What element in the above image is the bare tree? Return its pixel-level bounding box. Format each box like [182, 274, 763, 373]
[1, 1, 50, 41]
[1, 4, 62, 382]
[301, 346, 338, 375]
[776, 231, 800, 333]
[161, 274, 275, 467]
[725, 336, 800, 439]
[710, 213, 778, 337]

---------------

Task goal: Each line of the data needs to be repeated exactly.

Exercise output:
What element in the above image is the bare tree? Return its pixel-level bounding box. Format each box like [182, 274, 763, 373]
[1, 1, 50, 41]
[1, 4, 62, 382]
[301, 346, 338, 375]
[776, 231, 800, 333]
[161, 274, 275, 467]
[725, 336, 800, 439]
[710, 213, 778, 337]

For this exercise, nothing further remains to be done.